Pointing records for named objects |

╭──

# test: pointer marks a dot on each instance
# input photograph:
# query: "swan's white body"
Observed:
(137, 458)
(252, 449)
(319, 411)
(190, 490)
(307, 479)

╰──

Short problem |
Reproduce the material above line for line, changing nothing.

Correct result |
# test: pointer marks a dot on each instance
# input photograph:
# query: "swan's white body"
Observed:
(137, 458)
(252, 449)
(319, 411)
(190, 490)
(307, 479)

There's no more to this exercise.